TASKS TO PERFORM:
1. Copy the passage on agent development from "At least five" to "are totally irrelevant.", switching "effectors" to "actuators" throughout.
2. Answer these about the passage on agent development:
(a) At least how many factors contribute to intelligence?
(b) What example is given of a non-declarative skill?
(c) In what field are symbolic labels commonly used?
3. How would you put this sentence from the passage on agent development into Spanish: "Symbolic labels are commonly used in speech recognition."

At least five factors [1] contribute to intelligence: (1) genome (or the developmental program), (2) the sensors, (3) the effectors, (4) the computational resources, and (5) the environment (body, teachers, and other physical facts) that each individual lives through. All these 5 factors are important to the development of agent. The goal of this work mainly corresponds to (3) the effectors and (5) the environment that facilitates the development of agent’s simple-to-complex skills. In particular, we study how the information in the effectors facilitates the development of the agent’s behaviors under the environment. By doing so, we do not mean that other factors are totally irrelevant.

There are two types of skills [2], declarative skills (e.g., verbal) that can be expressed using a certain language, and non-declarative skills (e.g., bike riding) since such skills are typically not demonstrated using a language. For classification tasks, the actions often correspond to declarative skills. For robotic navigation tasks, the actions often correspond to non-declarative skills. Although we used the term “action” in this paper, the term “action” is for both declarative and non-declarative skills, not just an action that an arm carries out.

Symbolic labels are commonly used in speech recognition. They have been handcrafted by human programmers, as labels for phonemes, words, and sentences.

Compared to symbolic labels, actions are information-dense in time and provide much information for temporal processing tasks.

Much effort has been spent to overcome temporal processing problems in recent years. Many existing methods are task-specific because they involve handcrafted symbols. These methods cannot learn new concepts after symbol design for the symbols need to be fully handcrafted in advance. Instead of symbols, DN uses a framework of autonomous development that with patterns as representations. Such representations automatically emerge from experience, and can be learned incrementally.

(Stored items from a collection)
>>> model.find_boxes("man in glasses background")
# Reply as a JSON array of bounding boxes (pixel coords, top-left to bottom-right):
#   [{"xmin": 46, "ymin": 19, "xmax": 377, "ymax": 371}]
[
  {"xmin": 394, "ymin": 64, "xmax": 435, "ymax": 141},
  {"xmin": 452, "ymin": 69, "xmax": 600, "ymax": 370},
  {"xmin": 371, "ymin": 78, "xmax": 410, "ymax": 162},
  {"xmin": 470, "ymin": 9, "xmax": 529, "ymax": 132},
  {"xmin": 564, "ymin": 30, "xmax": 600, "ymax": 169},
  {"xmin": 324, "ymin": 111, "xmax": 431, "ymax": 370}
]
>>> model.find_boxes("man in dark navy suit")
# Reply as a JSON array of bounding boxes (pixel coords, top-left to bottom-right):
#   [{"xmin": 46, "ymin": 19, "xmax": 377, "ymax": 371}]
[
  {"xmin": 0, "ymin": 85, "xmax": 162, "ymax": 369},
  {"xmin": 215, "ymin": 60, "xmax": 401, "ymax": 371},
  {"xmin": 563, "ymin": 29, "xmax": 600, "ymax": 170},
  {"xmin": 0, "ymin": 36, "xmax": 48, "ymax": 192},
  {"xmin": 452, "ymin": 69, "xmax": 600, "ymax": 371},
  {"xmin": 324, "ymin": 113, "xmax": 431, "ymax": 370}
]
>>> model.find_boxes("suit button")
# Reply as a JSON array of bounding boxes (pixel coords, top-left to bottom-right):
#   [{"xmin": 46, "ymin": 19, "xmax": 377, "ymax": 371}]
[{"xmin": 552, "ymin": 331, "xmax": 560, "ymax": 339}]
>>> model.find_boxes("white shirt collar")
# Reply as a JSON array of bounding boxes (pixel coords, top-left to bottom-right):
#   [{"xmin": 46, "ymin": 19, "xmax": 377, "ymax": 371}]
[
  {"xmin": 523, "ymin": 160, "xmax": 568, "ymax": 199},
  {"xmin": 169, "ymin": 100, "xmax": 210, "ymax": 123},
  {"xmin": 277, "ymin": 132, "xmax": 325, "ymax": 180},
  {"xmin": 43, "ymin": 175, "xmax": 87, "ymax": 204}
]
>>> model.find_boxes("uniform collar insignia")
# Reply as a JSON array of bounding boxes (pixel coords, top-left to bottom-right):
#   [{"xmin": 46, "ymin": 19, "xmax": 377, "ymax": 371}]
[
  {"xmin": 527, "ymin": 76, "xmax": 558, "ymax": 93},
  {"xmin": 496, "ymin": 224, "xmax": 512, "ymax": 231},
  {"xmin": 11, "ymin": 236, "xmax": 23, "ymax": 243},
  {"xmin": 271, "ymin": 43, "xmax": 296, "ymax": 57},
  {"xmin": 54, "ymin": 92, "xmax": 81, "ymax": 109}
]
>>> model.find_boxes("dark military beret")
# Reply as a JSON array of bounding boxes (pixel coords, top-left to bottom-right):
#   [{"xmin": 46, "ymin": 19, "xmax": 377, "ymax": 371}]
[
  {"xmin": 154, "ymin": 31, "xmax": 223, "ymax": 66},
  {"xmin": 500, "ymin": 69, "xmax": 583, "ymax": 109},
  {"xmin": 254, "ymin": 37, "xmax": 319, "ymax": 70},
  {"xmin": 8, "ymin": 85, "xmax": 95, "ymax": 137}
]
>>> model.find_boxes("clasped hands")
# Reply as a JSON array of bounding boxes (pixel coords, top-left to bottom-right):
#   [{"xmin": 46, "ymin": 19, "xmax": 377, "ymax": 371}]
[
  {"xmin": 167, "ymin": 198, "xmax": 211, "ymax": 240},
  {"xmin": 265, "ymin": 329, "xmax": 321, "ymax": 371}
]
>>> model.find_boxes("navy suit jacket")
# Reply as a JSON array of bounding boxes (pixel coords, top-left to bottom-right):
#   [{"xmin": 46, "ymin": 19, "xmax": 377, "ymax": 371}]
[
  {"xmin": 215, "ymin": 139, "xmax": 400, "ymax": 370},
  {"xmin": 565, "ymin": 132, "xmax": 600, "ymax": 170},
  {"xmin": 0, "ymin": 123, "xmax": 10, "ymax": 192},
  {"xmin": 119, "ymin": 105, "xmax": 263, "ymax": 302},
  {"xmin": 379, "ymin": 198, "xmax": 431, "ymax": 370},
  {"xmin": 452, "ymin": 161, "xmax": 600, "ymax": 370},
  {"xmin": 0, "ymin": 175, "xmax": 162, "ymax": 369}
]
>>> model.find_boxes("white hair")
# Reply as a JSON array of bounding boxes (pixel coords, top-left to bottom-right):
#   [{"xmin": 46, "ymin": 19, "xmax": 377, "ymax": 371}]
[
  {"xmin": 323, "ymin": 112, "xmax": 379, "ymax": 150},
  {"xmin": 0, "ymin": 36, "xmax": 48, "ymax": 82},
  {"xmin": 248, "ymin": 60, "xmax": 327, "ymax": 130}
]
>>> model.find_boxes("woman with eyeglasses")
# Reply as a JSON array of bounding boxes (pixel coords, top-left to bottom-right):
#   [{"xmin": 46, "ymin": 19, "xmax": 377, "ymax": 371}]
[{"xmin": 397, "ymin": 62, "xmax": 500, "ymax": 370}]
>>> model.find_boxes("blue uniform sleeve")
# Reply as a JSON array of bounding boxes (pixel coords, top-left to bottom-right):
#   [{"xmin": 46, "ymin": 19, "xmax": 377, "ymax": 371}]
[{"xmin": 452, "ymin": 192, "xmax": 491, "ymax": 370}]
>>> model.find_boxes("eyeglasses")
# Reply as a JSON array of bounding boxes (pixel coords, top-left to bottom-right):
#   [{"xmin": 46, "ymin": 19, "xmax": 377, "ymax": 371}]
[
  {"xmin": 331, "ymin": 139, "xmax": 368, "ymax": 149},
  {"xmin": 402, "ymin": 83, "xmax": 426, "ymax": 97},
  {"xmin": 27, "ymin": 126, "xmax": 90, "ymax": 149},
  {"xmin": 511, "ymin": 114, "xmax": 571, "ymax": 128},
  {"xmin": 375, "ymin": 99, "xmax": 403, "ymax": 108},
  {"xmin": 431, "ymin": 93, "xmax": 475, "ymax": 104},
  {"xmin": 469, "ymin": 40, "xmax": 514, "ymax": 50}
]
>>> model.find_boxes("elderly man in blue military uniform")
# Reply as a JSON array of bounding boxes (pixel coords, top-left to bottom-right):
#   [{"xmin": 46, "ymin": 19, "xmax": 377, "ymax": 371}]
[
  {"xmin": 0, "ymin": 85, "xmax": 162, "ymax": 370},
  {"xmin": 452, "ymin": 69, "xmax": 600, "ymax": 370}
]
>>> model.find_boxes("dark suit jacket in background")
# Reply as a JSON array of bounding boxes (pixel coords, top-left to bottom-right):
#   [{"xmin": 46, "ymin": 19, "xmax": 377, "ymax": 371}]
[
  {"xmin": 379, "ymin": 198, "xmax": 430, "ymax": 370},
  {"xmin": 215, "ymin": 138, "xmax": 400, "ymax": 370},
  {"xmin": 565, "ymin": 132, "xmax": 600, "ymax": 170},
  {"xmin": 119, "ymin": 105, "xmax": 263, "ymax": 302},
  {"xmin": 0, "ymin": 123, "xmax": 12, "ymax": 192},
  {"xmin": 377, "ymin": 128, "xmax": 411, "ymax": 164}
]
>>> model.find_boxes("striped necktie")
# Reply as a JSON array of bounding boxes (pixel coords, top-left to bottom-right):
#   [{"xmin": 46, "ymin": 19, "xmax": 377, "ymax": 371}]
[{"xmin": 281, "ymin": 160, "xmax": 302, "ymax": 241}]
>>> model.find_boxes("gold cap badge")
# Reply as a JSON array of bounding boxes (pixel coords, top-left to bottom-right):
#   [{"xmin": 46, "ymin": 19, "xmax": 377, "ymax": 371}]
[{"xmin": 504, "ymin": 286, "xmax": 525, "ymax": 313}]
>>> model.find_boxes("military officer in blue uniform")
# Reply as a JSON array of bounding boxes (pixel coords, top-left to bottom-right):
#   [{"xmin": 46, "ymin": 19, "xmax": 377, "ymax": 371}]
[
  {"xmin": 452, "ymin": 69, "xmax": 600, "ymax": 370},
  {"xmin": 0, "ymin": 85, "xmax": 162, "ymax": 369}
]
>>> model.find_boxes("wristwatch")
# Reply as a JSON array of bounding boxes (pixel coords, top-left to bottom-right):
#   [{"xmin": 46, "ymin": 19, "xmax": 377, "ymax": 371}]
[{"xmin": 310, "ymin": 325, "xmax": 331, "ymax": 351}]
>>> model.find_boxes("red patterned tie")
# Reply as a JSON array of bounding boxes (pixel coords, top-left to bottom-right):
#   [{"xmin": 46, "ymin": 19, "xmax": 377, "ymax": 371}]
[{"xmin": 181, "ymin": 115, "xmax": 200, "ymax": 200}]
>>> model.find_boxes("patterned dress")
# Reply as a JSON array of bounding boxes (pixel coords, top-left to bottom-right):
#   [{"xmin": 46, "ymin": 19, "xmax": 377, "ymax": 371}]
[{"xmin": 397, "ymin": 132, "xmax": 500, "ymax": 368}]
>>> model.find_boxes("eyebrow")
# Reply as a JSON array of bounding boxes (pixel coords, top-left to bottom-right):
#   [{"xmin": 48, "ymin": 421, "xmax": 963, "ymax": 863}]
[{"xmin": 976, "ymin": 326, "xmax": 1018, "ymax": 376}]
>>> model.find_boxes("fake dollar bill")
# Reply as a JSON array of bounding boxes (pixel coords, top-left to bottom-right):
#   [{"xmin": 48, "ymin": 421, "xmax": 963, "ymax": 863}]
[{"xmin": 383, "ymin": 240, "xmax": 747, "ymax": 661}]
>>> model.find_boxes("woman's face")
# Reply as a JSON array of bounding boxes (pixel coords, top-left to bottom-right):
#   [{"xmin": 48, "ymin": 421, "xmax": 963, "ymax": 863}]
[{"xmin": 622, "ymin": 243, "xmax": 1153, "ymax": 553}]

TASK-BY-TASK RESULTS:
1.
At least five factors [1] contribute to intelligence: (1) genome (or the developmental program), (2) the sensors, (3) the actuators, (4) the computational resources, and (5) the environment (body, teachers, and other physical facts) that each individual lives through. All these 5 factors are important to the development of agent. The goal of this work mainly corresponds to (3) the actuators and (5) the environment that facilitates the development of agent’s simple-to-complex skills. In particular, we study how the information in the actuators facilitates the development of the agent’s behaviors under the environment. By doing so, we do not mean that other factors are totally irrelevant.

2.
(a) Five
(b) Bike riding
(c) Speech recognition

3. Las etiquetas simbólicas se usan comúnmente en el reconocimiento de voz.